▸ **The task**
Line by line, repeat the material below exactly and leave the images out.

▸ **Task input**
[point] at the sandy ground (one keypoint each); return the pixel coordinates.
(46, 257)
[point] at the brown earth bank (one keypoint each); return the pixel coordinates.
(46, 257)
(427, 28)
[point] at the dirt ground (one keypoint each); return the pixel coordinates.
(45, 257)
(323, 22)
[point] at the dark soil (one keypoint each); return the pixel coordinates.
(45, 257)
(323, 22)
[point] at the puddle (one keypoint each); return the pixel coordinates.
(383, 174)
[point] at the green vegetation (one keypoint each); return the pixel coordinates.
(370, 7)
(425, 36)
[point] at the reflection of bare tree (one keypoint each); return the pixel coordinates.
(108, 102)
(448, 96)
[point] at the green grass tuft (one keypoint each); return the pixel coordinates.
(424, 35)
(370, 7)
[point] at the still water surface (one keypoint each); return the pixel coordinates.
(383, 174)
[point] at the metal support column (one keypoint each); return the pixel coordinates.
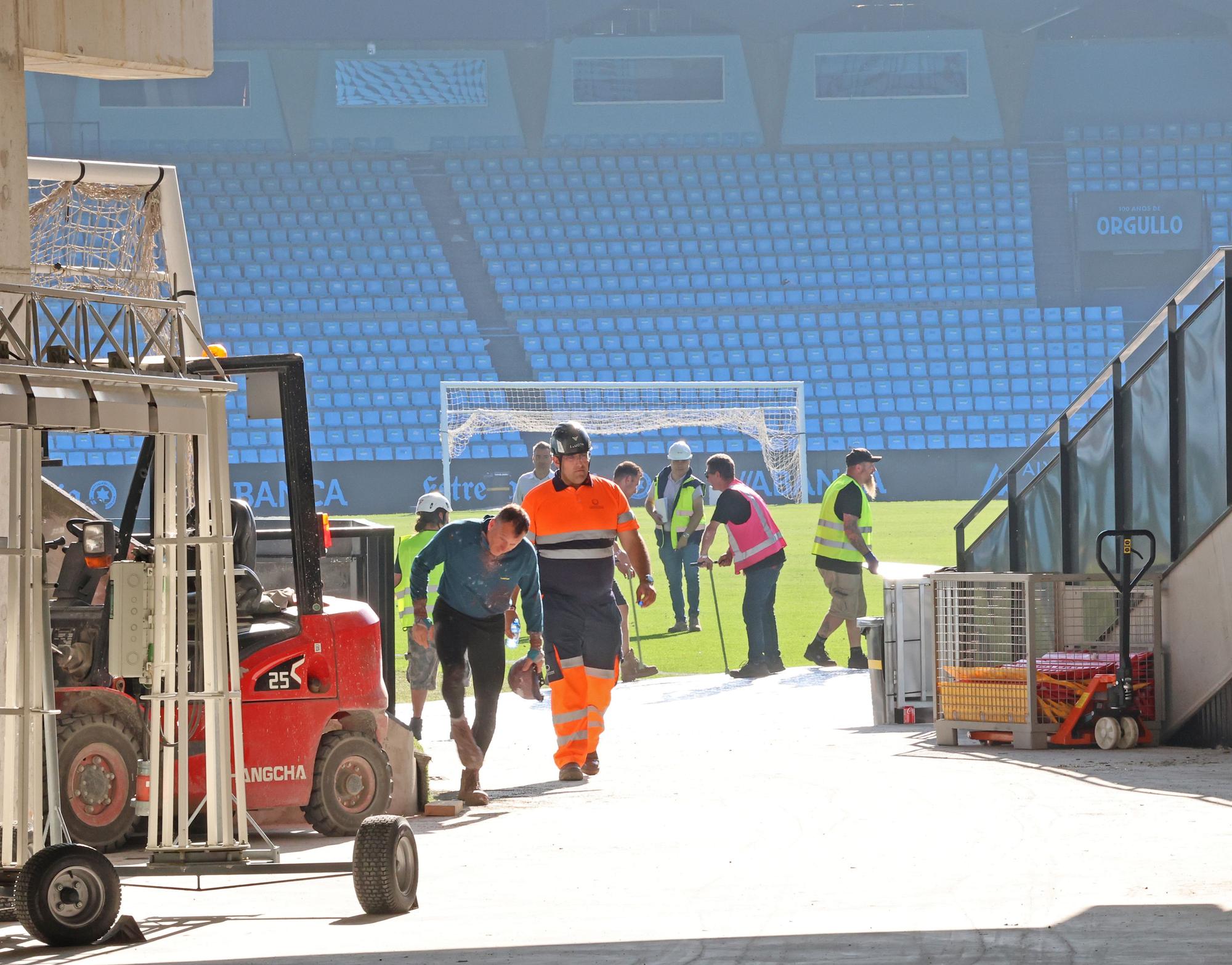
(1122, 482)
(1176, 434)
(1069, 511)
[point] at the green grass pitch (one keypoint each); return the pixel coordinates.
(904, 533)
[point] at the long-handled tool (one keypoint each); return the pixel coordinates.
(1107, 713)
(719, 619)
(633, 609)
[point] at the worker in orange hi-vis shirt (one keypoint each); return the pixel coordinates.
(576, 522)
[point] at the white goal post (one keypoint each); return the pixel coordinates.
(772, 413)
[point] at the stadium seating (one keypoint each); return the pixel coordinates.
(735, 231)
(1157, 158)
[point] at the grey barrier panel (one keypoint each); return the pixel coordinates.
(1206, 413)
(1040, 507)
(990, 553)
(1149, 455)
(1095, 489)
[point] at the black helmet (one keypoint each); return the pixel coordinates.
(569, 439)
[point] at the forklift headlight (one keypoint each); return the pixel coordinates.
(99, 544)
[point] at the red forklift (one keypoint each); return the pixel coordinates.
(317, 670)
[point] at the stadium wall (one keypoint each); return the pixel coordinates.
(1125, 82)
(416, 128)
(394, 487)
(809, 120)
(735, 114)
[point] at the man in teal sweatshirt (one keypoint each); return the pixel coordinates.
(486, 564)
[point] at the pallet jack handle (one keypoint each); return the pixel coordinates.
(1125, 580)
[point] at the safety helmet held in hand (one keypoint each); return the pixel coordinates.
(525, 681)
(432, 502)
(570, 439)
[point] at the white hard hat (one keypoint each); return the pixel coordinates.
(432, 502)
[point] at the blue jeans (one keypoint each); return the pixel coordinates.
(673, 563)
(761, 586)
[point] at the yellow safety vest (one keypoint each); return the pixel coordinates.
(683, 511)
(408, 549)
(831, 542)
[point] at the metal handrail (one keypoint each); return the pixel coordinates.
(1160, 319)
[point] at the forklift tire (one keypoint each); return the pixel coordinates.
(1130, 733)
(98, 780)
(385, 866)
(1108, 733)
(352, 781)
(67, 895)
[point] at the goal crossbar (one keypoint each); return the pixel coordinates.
(772, 413)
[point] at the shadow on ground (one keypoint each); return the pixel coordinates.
(1145, 935)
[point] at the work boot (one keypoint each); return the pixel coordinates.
(751, 671)
(470, 793)
(469, 751)
(816, 653)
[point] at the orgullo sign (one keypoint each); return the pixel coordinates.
(1141, 221)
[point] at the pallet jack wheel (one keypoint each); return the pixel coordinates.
(385, 866)
(67, 895)
(1108, 733)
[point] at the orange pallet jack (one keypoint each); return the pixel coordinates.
(1107, 714)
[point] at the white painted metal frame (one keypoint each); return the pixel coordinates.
(176, 236)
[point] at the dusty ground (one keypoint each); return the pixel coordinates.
(758, 821)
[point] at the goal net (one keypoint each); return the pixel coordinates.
(771, 413)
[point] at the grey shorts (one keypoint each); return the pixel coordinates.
(847, 593)
(422, 664)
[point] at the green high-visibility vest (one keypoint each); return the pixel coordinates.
(678, 516)
(408, 549)
(831, 542)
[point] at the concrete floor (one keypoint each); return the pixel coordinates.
(757, 821)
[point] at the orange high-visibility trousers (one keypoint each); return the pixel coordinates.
(583, 641)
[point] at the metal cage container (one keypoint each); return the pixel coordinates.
(1016, 651)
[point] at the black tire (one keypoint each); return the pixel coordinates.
(385, 866)
(353, 781)
(67, 895)
(97, 789)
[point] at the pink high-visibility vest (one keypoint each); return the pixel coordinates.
(758, 537)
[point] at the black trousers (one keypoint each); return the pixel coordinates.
(482, 640)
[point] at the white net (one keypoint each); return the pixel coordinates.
(768, 412)
(98, 237)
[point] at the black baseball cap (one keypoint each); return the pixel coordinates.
(862, 455)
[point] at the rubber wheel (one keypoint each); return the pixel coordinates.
(352, 781)
(98, 780)
(385, 866)
(67, 895)
(1108, 733)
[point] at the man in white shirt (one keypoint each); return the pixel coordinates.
(541, 458)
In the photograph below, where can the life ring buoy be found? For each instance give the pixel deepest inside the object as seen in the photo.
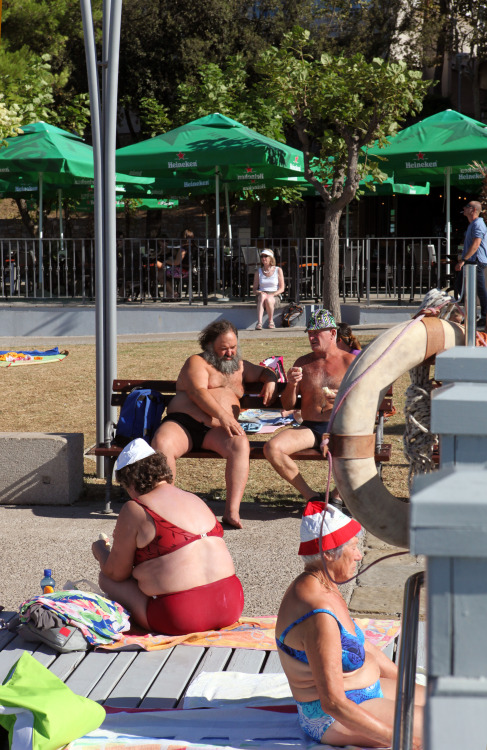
(352, 442)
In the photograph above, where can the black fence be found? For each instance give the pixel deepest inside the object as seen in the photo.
(202, 270)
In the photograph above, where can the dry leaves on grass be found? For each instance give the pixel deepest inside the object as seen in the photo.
(60, 397)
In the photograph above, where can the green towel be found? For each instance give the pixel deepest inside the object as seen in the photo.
(40, 712)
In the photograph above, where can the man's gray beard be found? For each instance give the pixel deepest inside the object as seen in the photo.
(225, 366)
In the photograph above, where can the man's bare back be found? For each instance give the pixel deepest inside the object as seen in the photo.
(318, 373)
(204, 412)
(315, 377)
(225, 389)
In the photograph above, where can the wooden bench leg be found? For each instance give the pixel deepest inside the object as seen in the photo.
(109, 464)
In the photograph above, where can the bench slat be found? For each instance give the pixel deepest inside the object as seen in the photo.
(256, 453)
(138, 678)
(173, 678)
(112, 675)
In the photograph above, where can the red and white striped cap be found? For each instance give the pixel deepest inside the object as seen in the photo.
(337, 528)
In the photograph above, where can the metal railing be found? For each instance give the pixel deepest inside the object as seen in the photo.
(408, 653)
(398, 269)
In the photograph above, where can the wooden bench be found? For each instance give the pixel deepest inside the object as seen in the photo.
(250, 400)
(139, 679)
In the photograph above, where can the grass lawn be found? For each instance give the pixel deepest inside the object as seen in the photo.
(60, 397)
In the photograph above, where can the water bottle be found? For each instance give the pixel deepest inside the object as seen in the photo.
(47, 583)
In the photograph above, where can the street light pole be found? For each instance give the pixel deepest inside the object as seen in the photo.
(103, 126)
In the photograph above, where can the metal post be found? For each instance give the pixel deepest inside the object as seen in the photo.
(90, 51)
(406, 679)
(367, 267)
(217, 218)
(109, 144)
(41, 235)
(448, 220)
(470, 280)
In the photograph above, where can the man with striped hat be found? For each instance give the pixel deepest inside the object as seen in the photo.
(315, 377)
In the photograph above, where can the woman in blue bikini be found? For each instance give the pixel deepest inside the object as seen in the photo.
(344, 687)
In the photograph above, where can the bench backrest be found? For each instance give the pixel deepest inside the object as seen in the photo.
(250, 400)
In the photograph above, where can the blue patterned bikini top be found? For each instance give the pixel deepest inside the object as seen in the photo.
(353, 653)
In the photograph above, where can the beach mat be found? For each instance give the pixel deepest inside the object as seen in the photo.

▸ **Response**
[point] at the sandy ground (one keypoint each); return the pixel coordinates.
(46, 257)
[point] at the brown earth bank (one keypoint each); return the pixel coordinates.
(46, 257)
(427, 28)
[point] at the dirt ground (one keypoint each); return the pixel coordinates.
(45, 257)
(323, 22)
[point] at the dark soil (one keypoint each); return the pixel coordinates.
(45, 257)
(323, 22)
[point] at the puddle (one keypoint each); return the pixel coordinates.
(383, 174)
[point] at the green vegetation (one keypoint each); return the pixel coordinates.
(370, 7)
(425, 36)
[point] at the reflection of bare tree (one keypoint each); return the pixel coordinates.
(108, 102)
(448, 96)
[point] at the green grass tuft (one keypoint each); return the pixel coordinates.
(424, 35)
(370, 7)
[point] at the still water surface (one keypoint each); return the pixel coordinates.
(383, 174)
[point] at the metal support column (one keypoint each); return the pixel coordinates.
(1122, 482)
(1176, 434)
(1069, 511)
[point] at the green grass pitch (one keypoint each); return the pixel coordinates.
(904, 533)
[point] at the long-handled tool (one keypoint each); return the pixel coordinates.
(1107, 713)
(719, 619)
(633, 609)
[point] at the worker in orange hi-vis shirt (one keypoint each); return the pixel coordinates.
(576, 522)
[point] at the white goal post (one keypoint each); return the pixel coordinates.
(772, 413)
[point] at the stadium seating (one keypoint each); return the pixel coordinates.
(735, 231)
(1157, 158)
[point] at the grey barrier panel (one keypoint each); return the pixel coordinates.
(1206, 413)
(1040, 507)
(990, 553)
(1149, 455)
(1095, 489)
[point] at the black helmet (one keypoint each); return the pixel coordinates.
(569, 439)
[point] at the forklift headlight (one keypoint each); return the pixel coordinates.
(99, 544)
[point] at the red forklift (one keypoint each); return the pixel coordinates.
(317, 670)
[point] at the stadium wall (one keypoint each); return the pixel coordinates.
(1125, 82)
(416, 128)
(394, 487)
(809, 120)
(735, 114)
[point] at the man in teal sweatshirt (one keypoint each); return the pixel coordinates.
(486, 564)
[point] at the pallet jack handle (one keypoint each); return the pixel coordinates.
(1125, 580)
[point] at the safety helmet held in hand (one keypoint each); return the pixel coordinates.
(525, 681)
(432, 502)
(570, 439)
[point] at the white hard hat (one keypoint each); return the pixel coordinates.
(432, 502)
[point] at the blue jeans (one keypoint each); return the pixel coordinates.
(673, 563)
(761, 586)
[point] at the yellow safety vest (one keypoint each); return the pixel coordinates.
(683, 511)
(408, 549)
(831, 542)
[point] at the metal handrail (one keypoint each); return the pixel coordinates.
(1160, 319)
[point] at the forklift tire (one keypoint each); return the pixel coordinates.
(1130, 733)
(98, 780)
(385, 866)
(1108, 733)
(352, 781)
(67, 895)
[point] at the goal crossbar (one keypoint each); return the pixel coordinates.
(772, 413)
[point] at the shadow on ground (one keypoint each); return the pixel coordinates.
(1145, 935)
[point] at the work boot (one keypoint each); return the pixel coordinates.
(751, 671)
(470, 793)
(469, 751)
(816, 653)
[point] at the orgullo sign (one keypoint each); return the pixel coordinates.
(1141, 221)
[point] at the pallet jack wheel (one keypoint each); return the pixel coordinates.
(385, 866)
(67, 895)
(1108, 733)
[point] at the orange pallet jack (one keypoint each); return the pixel coordinates.
(1107, 714)
[point] at the white painted metal frame (one keypoint each); return the pixel coordinates.
(176, 236)
[point] at the dusty ground (one keypoint each); return the pixel coordinates.
(758, 821)
[point] at the goal net (one keypoint each); return the pixel coordinates.
(771, 413)
[point] at the grey shorts (one keypoint each); return the pixel coordinates.
(847, 593)
(422, 664)
[point] at the green high-visibility vest (one keypoint each); return the pixel coordinates.
(678, 516)
(408, 549)
(831, 542)
[point] at the concrete floor (one keypoint each); return the pixel coordinates.
(757, 821)
[point] at the orange high-visibility trousers (one keypoint each); return the pixel coordinates.
(583, 641)
[point] at the metal cage container (one keypoint each); return the pixel coordinates.
(1016, 651)
[point] at the black tire (one keypoint each); return the pixel coordinates.
(385, 866)
(353, 781)
(67, 895)
(97, 789)
[point] at the pink high-visibility vest (one keypoint each); return the pixel coordinates.
(758, 537)
[point] at the black trousers (one keypoint each); return the pixel coordinates.
(482, 640)
[point] at the white net (one keypoint each); return the pixel coordinates.
(768, 412)
(98, 237)
[point] at the black baseball cap (one keypoint each); return the pixel coordinates.
(862, 455)
[point] at the rubber wheel (one keypoint each); return the pixel coordinates.
(352, 781)
(98, 780)
(385, 866)
(67, 895)
(1108, 733)
[point] at the man in white shirt (one keypoint each); return the pixel coordinates.
(541, 458)
In the photograph below, where can the life ring buoy be found? For each instance give the pixel deepest inside the object as seen in the photo.
(352, 442)
In the photograph above, where can the black fence be found? For each instance give the pixel deepest inside the object as seen in the photo.
(202, 270)
In the photograph above, where can the dry leaves on grass be found? For each instance give the pixel deepest inside the object as seen in the photo.
(60, 397)
In the photograph above, where can the green towel be found? For each instance give the pixel deepest inside the object as seen in the photo.
(40, 712)
In the photograph above, where can the man's gray beard be found? For each instance give the pixel deepest inside the object as seen in the photo.
(225, 366)
In the photograph above, where can the man's bare back be found? For each instance give the pixel deepest inside the object as seen in the photo.
(318, 373)
(204, 412)
(315, 377)
(225, 389)
In the photograph above, where can the wooden bench leg be found? For each instance give the pixel deepest inside the object as seen in the photo.
(109, 464)
In the photograph above, where can the bench slat be found? For each instance give the pixel deepest inside the object as seen in the photo.
(256, 453)
(138, 678)
(173, 678)
(112, 675)
In the photograph above, where can the red and white striped cap be found? For each instance give the pixel deepest inside the object as seen in the photo.
(337, 528)
In the photograph above, where can the metal railing be found? For each instance give the pixel deepest inside the object as seen in the photo.
(408, 653)
(398, 269)
In the photograph above, where can the wooden bench be found? For each instance give the pixel deepest inside the object as seen in the photo.
(250, 400)
(139, 679)
In the photograph above, where can the grass lawn be found? For each instance give the pixel deepest inside the object as seen in the photo.
(60, 397)
In the photograph above, where can the water bottle be found? For each instance give the pixel deepest inside the object as seen in the photo.
(47, 583)
In the photograph above, where can the street light pole be found? For each instance give the pixel deepest inside the object as seen in the photo.
(103, 126)
In the photograph above, where can the metal post be found? For each instance give the pixel deepest inside the object as seen in the photo.
(90, 51)
(406, 679)
(367, 267)
(217, 218)
(109, 144)
(41, 235)
(448, 220)
(470, 280)
In the photograph above, where can the man with striped hat be found? For each instance give the pixel deepest inside the object as seen in the photo.
(315, 377)
In the photograph above, where can the woman in blue bikini be found? For each instance give the pixel deepest inside the object as seen in the photo.
(344, 687)
In the photograph above, where can the bench backrest be found? For each instance give the pixel deepest inside the object as seen in the photo.
(250, 400)
In the photograph above, where can the blue patterned bikini top be found? For each instance give the pixel deepest inside the object as seen in the photo.
(353, 653)
In the photograph above, where can the beach mat be found? For each instance give the pixel deepest inside the object as seen in the photo.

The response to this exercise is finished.